Problems to solve
1) What was the name of Peter Goodman's band in the interview transcript?
2) Which proper place names appear in the interview transcript?

[Begin Text section]

I actually could not decide what I wanted to do when I did graduate, but I knew that I wanted to at least give myself a chance to see what it would be like being in a band.
Louis Goodman 10:44
So you were in a band, right? I mean you were, you were a drummer, correct?
Peter Goodman 10:48
Louis Goodman 10:49
And what kind of band was it and what was that experience like?
Peter Goodman 10:53
It was a blues band, but I met a guy who was the guitar player. He and I started looking for people, a young woman who I knew turned out to be an incredible singer, and there were six of us, I think. And we just put together this band and started playing usually not for money, but for political causes and things like that. And we were together about a year and a half and the band broke up and I was not sure what I wanted to do at that point. And I ended up living in Hawaii, which is something I think you and I shared in common on Maui.
Louis Goodman 11:32
Where in Maui did you live?
Peter Goodman 11:35
Outside of Pa’ia.
Louis Goodman 11:36
What did you do when you were in Maui?
Peter Goodman 11:39
I picked guavas. I ended up in a commune, in a beautiful kind of valley right outside of Pa’ia and that’s how the commune raised money to keep going. We would pick guavas and take them to Pa’ia or Wailuku where the ships landed, you know, and get paid for that and grew a lot of our own stuff. And so it was great. It was like living a dream, you know, in a way.
Louis Goodman 12:12
How long did you live in Maui?
Peter Goodman 12:14
I lived there about six months. And after that, although I loved it there, I got a little bit tired of feeling as cut off as I did from what was actually happening on the mainland. And I realized that I really did need an infusion of what was happening in the world and just, you know, as much as I loved it there, I couldn’t see spending the rest of my life there. So I decided to come back.
Louis Goodman 12:45
And was it after you left Maui that you went to law school? So where did you go to law school?
Peter Goodman 12:51
Louis Goodman 12:52
What was it, and when was it that you first kind of knew that you really wanted to be a lawyer?
Peter Goodman 13:01
I think it was when I came back and our band had broken up when I was in Hawaii. I played with a bunch of people, but nothing was really coming together in terms of the band. And I thought, and I had gotten a pretty good idea of what it was like to be a musician when I was playing with Fluid Drive, that was the name of our band.

[End Text section]
[Begin Data supplied]

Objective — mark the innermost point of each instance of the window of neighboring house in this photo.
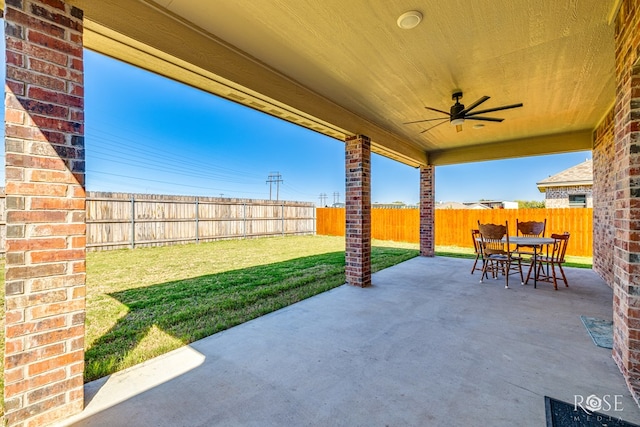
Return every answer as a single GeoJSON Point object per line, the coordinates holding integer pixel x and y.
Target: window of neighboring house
{"type": "Point", "coordinates": [577, 200]}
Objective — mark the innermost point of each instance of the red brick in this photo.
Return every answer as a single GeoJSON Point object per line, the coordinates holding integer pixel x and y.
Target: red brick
{"type": "Point", "coordinates": [74, 406]}
{"type": "Point", "coordinates": [56, 97]}
{"type": "Point", "coordinates": [53, 389]}
{"type": "Point", "coordinates": [13, 316]}
{"type": "Point", "coordinates": [43, 230]}
{"type": "Point", "coordinates": [13, 346]}
{"type": "Point", "coordinates": [14, 116]}
{"type": "Point", "coordinates": [33, 355]}
{"type": "Point", "coordinates": [58, 308]}
{"type": "Point", "coordinates": [57, 255]}
{"type": "Point", "coordinates": [58, 203]}
{"type": "Point", "coordinates": [36, 216]}
{"type": "Point", "coordinates": [36, 244]}
{"type": "Point", "coordinates": [38, 408]}
{"type": "Point", "coordinates": [38, 326]}
{"type": "Point", "coordinates": [23, 132]}
{"type": "Point", "coordinates": [68, 280]}
{"type": "Point", "coordinates": [21, 75]}
{"type": "Point", "coordinates": [13, 375]}
{"type": "Point", "coordinates": [54, 363]}
{"type": "Point", "coordinates": [25, 272]}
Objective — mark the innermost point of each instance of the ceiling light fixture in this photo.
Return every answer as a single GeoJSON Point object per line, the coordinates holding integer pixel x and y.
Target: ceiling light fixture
{"type": "Point", "coordinates": [409, 20]}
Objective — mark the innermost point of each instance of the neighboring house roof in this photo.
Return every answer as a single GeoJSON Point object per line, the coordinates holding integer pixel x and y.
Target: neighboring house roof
{"type": "Point", "coordinates": [477, 206]}
{"type": "Point", "coordinates": [577, 175]}
{"type": "Point", "coordinates": [451, 205]}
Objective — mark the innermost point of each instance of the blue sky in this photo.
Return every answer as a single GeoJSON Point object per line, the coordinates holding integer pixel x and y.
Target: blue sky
{"type": "Point", "coordinates": [148, 134]}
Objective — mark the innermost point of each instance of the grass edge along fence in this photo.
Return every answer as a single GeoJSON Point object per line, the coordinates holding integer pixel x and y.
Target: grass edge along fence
{"type": "Point", "coordinates": [121, 220]}
{"type": "Point", "coordinates": [453, 226]}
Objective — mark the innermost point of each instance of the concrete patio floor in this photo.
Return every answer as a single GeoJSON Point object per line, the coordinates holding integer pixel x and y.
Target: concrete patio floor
{"type": "Point", "coordinates": [426, 345]}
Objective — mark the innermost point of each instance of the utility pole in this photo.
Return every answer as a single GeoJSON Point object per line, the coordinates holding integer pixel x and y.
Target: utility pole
{"type": "Point", "coordinates": [277, 178]}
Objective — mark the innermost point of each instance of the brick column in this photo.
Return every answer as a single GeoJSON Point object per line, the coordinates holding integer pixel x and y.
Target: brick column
{"type": "Point", "coordinates": [358, 211]}
{"type": "Point", "coordinates": [45, 196]}
{"type": "Point", "coordinates": [427, 210]}
{"type": "Point", "coordinates": [626, 256]}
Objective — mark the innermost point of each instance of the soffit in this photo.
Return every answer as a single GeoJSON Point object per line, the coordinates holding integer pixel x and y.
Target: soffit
{"type": "Point", "coordinates": [346, 66]}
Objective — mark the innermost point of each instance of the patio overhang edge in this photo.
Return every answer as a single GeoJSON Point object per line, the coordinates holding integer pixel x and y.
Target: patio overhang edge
{"type": "Point", "coordinates": [534, 146]}
{"type": "Point", "coordinates": [216, 68]}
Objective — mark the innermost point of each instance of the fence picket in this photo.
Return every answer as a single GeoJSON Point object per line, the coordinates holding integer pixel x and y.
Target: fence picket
{"type": "Point", "coordinates": [453, 226]}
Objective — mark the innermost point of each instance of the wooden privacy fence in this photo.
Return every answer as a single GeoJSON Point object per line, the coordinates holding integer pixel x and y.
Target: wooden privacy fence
{"type": "Point", "coordinates": [453, 226]}
{"type": "Point", "coordinates": [116, 220]}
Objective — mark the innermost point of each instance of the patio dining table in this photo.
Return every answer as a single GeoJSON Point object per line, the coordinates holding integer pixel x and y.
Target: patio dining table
{"type": "Point", "coordinates": [536, 243]}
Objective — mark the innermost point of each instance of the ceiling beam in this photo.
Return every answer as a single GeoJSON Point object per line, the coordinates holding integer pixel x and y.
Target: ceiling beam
{"type": "Point", "coordinates": [113, 28]}
{"type": "Point", "coordinates": [535, 146]}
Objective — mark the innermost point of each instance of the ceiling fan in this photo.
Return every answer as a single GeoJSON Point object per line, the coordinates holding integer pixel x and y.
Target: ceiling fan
{"type": "Point", "coordinates": [458, 113]}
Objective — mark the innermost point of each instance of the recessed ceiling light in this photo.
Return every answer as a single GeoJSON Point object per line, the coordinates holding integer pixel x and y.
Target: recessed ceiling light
{"type": "Point", "coordinates": [409, 20]}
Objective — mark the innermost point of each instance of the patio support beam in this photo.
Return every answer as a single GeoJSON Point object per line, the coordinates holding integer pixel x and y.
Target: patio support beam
{"type": "Point", "coordinates": [626, 165]}
{"type": "Point", "coordinates": [427, 210]}
{"type": "Point", "coordinates": [358, 210]}
{"type": "Point", "coordinates": [45, 225]}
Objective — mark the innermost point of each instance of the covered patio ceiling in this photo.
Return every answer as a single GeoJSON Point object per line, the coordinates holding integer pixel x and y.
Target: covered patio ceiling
{"type": "Point", "coordinates": [345, 67]}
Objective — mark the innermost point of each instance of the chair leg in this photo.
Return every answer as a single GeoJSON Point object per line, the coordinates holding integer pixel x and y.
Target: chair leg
{"type": "Point", "coordinates": [553, 272]}
{"type": "Point", "coordinates": [566, 284]}
{"type": "Point", "coordinates": [529, 272]}
{"type": "Point", "coordinates": [507, 264]}
{"type": "Point", "coordinates": [520, 268]}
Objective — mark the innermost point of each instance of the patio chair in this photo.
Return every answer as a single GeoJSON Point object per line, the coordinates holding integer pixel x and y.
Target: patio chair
{"type": "Point", "coordinates": [497, 255]}
{"type": "Point", "coordinates": [477, 250]}
{"type": "Point", "coordinates": [529, 229]}
{"type": "Point", "coordinates": [554, 258]}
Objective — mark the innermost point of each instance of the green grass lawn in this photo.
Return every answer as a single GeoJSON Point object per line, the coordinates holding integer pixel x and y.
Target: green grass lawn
{"type": "Point", "coordinates": [145, 302]}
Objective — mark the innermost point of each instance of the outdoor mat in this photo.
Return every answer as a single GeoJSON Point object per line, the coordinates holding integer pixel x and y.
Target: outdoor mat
{"type": "Point", "coordinates": [601, 331]}
{"type": "Point", "coordinates": [563, 414]}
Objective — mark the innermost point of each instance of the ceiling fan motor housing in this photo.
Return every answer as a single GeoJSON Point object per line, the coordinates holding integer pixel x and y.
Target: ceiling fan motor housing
{"type": "Point", "coordinates": [456, 109]}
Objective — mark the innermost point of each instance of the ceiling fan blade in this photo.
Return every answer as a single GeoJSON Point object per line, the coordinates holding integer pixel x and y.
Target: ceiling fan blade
{"type": "Point", "coordinates": [443, 121]}
{"type": "Point", "coordinates": [439, 111]}
{"type": "Point", "coordinates": [504, 107]}
{"type": "Point", "coordinates": [420, 121]}
{"type": "Point", "coordinates": [486, 119]}
{"type": "Point", "coordinates": [474, 105]}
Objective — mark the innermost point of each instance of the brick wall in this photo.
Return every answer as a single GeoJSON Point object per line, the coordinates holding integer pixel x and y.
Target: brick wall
{"type": "Point", "coordinates": [427, 211]}
{"type": "Point", "coordinates": [603, 197]}
{"type": "Point", "coordinates": [358, 211]}
{"type": "Point", "coordinates": [45, 198]}
{"type": "Point", "coordinates": [626, 165]}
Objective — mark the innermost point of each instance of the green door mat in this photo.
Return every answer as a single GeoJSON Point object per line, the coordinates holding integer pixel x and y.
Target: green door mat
{"type": "Point", "coordinates": [601, 331]}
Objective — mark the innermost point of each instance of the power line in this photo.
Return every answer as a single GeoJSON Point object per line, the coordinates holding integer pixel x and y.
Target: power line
{"type": "Point", "coordinates": [277, 178]}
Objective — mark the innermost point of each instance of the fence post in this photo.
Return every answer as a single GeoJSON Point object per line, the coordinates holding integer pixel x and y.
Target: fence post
{"type": "Point", "coordinates": [244, 220]}
{"type": "Point", "coordinates": [197, 221]}
{"type": "Point", "coordinates": [133, 222]}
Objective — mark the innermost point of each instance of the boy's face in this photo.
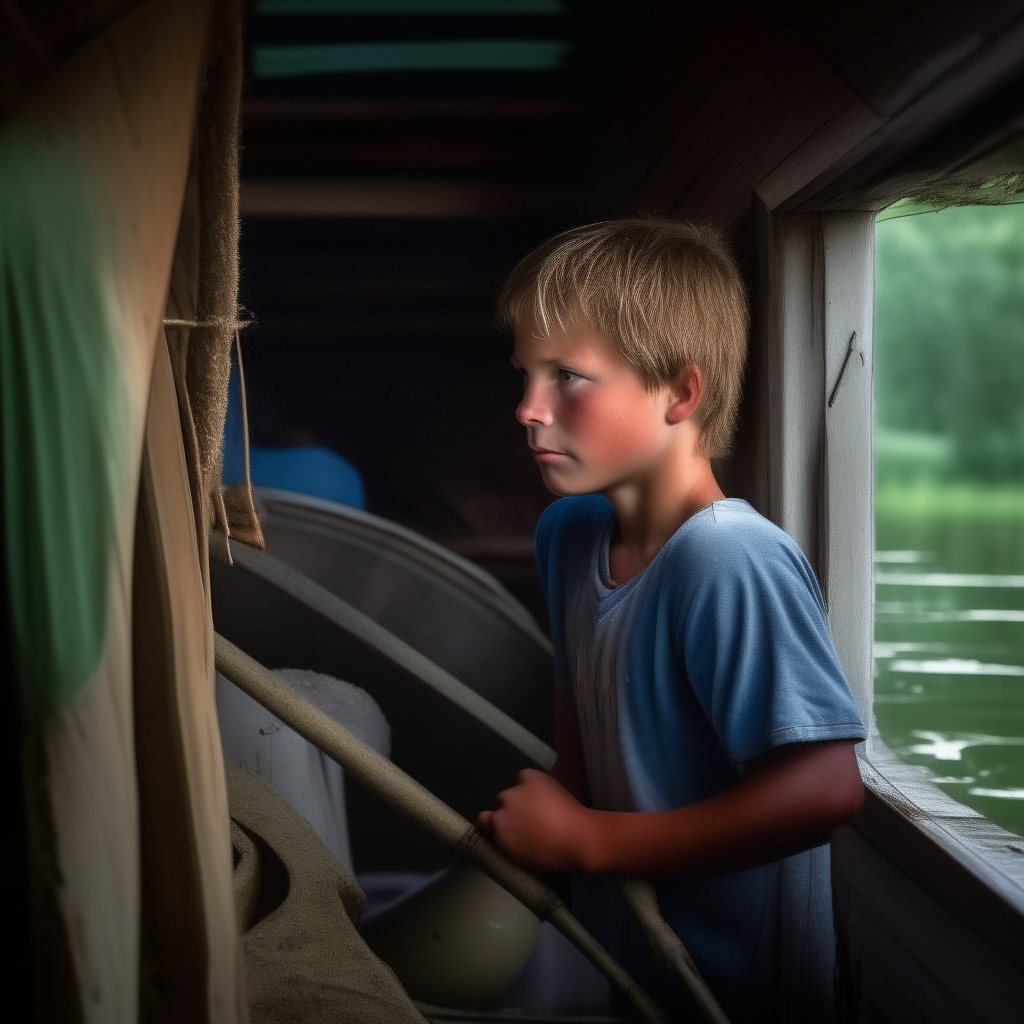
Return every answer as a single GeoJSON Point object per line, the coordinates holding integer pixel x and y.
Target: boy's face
{"type": "Point", "coordinates": [590, 424]}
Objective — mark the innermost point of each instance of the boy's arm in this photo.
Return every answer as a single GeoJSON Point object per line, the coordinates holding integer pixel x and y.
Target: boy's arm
{"type": "Point", "coordinates": [785, 800]}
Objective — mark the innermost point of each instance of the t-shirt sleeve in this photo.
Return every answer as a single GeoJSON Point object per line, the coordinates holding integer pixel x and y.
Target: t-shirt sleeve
{"type": "Point", "coordinates": [754, 637]}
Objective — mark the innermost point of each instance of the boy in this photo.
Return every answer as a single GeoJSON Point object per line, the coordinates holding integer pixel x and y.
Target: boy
{"type": "Point", "coordinates": [705, 731]}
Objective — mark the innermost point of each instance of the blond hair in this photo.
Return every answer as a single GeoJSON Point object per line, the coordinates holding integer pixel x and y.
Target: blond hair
{"type": "Point", "coordinates": [667, 294]}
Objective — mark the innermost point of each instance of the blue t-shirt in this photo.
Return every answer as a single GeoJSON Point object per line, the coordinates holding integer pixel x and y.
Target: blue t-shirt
{"type": "Point", "coordinates": [715, 653]}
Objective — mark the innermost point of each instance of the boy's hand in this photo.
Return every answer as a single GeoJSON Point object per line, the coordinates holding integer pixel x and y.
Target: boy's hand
{"type": "Point", "coordinates": [539, 823]}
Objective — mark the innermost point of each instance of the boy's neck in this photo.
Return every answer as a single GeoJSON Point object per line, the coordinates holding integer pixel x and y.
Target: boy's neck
{"type": "Point", "coordinates": [649, 510]}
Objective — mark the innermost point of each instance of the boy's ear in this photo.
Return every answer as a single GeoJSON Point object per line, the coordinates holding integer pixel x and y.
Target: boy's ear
{"type": "Point", "coordinates": [685, 396]}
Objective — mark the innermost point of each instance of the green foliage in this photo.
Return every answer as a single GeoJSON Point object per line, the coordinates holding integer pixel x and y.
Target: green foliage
{"type": "Point", "coordinates": [949, 343]}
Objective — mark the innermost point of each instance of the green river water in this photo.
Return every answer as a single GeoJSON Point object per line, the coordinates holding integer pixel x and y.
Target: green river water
{"type": "Point", "coordinates": [949, 639]}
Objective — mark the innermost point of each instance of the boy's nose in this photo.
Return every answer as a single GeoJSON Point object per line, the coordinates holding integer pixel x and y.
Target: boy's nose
{"type": "Point", "coordinates": [532, 410]}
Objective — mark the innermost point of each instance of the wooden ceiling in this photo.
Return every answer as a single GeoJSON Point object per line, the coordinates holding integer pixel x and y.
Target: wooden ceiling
{"type": "Point", "coordinates": [683, 109]}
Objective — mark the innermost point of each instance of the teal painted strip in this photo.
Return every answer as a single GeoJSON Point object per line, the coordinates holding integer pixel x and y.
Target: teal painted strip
{"type": "Point", "coordinates": [64, 420]}
{"type": "Point", "coordinates": [470, 54]}
{"type": "Point", "coordinates": [415, 7]}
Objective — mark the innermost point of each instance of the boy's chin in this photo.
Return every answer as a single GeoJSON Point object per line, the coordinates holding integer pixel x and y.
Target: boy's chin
{"type": "Point", "coordinates": [562, 487]}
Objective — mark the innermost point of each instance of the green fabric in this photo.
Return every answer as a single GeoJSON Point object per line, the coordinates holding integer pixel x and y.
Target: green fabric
{"type": "Point", "coordinates": [65, 443]}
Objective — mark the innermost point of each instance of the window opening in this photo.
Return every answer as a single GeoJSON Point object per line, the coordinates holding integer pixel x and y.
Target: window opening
{"type": "Point", "coordinates": [949, 500]}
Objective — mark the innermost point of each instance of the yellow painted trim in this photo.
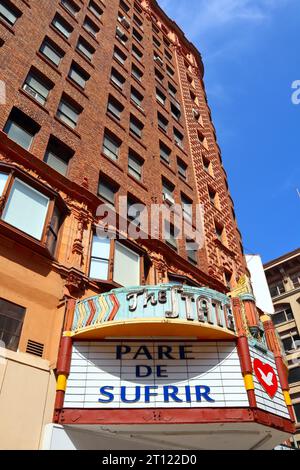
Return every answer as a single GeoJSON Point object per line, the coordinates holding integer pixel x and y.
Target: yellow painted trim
{"type": "Point", "coordinates": [248, 380]}
{"type": "Point", "coordinates": [61, 384]}
{"type": "Point", "coordinates": [287, 398]}
{"type": "Point", "coordinates": [265, 318]}
{"type": "Point", "coordinates": [67, 333]}
{"type": "Point", "coordinates": [153, 327]}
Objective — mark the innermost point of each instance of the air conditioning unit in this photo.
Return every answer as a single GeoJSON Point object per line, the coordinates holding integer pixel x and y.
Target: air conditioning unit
{"type": "Point", "coordinates": [168, 199]}
{"type": "Point", "coordinates": [196, 113]}
{"type": "Point", "coordinates": [120, 33]}
{"type": "Point", "coordinates": [159, 60]}
{"type": "Point", "coordinates": [125, 22]}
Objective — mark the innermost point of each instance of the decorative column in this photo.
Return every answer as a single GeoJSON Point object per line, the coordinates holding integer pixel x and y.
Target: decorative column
{"type": "Point", "coordinates": [243, 350]}
{"type": "Point", "coordinates": [274, 346]}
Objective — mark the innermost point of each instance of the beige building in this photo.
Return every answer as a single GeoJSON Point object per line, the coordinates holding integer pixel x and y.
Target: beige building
{"type": "Point", "coordinates": [283, 276]}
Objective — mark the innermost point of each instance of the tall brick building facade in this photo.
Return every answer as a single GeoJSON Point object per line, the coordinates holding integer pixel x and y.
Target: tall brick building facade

[End Data supplied]

Solutions to the exercise
1) Fluid Drive

2) Hawaii, Maui, Pa’ia, Wailuku